::: DATASET ROWS
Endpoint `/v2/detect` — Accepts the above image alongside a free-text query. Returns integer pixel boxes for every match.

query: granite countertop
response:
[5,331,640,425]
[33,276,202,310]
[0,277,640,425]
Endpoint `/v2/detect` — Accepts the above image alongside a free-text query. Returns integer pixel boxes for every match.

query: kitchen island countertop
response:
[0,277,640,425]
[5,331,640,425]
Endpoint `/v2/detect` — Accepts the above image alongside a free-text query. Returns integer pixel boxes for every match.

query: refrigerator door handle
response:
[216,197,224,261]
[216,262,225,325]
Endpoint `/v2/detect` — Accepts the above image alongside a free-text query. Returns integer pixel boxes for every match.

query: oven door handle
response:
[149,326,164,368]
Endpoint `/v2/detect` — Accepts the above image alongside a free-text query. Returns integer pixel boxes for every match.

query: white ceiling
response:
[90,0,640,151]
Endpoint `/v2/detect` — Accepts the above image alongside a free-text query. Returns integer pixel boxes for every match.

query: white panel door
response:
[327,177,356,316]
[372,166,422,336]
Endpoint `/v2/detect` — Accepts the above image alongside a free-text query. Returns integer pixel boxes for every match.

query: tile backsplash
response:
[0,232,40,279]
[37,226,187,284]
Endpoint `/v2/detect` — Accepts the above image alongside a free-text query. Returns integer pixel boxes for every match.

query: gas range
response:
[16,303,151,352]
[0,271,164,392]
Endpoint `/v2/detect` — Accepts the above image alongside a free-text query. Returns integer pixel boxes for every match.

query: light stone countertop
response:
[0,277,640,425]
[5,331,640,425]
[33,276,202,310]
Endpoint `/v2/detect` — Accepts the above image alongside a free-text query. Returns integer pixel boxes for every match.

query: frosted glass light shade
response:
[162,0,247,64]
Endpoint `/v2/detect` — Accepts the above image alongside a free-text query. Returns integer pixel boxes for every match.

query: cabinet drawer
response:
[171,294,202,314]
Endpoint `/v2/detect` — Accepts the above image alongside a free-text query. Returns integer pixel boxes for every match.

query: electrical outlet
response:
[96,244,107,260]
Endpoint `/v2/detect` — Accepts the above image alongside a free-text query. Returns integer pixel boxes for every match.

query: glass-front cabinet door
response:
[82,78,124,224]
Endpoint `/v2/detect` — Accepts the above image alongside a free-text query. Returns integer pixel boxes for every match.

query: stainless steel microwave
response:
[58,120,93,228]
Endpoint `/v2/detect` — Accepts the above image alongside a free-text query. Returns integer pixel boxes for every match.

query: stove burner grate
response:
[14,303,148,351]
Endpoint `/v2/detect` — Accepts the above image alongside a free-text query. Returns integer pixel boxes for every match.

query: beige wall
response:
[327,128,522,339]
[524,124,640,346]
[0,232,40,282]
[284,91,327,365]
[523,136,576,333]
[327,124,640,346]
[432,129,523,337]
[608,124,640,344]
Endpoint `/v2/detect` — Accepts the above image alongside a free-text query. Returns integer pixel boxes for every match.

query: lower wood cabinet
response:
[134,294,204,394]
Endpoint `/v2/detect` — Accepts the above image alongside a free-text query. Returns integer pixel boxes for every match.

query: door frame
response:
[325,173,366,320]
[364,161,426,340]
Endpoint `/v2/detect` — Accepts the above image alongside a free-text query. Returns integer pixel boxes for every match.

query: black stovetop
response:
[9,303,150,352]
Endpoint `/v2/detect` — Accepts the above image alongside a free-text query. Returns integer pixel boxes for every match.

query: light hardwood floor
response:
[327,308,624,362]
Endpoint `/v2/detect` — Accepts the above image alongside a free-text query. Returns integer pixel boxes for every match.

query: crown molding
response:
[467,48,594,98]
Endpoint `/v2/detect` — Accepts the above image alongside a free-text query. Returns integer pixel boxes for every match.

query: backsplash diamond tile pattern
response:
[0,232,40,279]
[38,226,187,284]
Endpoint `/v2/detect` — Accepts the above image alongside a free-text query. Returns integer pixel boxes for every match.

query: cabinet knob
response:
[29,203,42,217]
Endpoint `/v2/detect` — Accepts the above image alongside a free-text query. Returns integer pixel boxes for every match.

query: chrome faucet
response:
::::::
◆ DIRECTIONS FOR THIS TASK
Copy the lines above, from the first line through the line containing "[149,326,164,368]", swapping "door handle" for "door pull" and changing nothing else.

◆ REPLY
Endpoint `/v2/detect` — Accepts the above image alongside a free-text query. Returns integer pixel boxes for every match.

query: granite countertop
response:
[5,331,640,425]
[33,276,202,310]
[0,277,640,425]
Endpoint `/v2/detect` — Accepts the above image alongside a free-text query. Returns integer pixel boxes for every match.

query: kitchen island countertop
response:
[0,277,640,425]
[5,331,640,425]
Endpoint `/v2/detect` — Accepts the above image alongside a free-text query. Returns integer pixel boxes for every match.

query: refrigerator door pull
response:
[216,197,224,261]
[216,262,225,325]
Endpoint `/v2/detect` — Accepts the above image alongside a free-text query. Returns integer pixel boxes for every match.

query: oven door pull
response:
[149,326,164,368]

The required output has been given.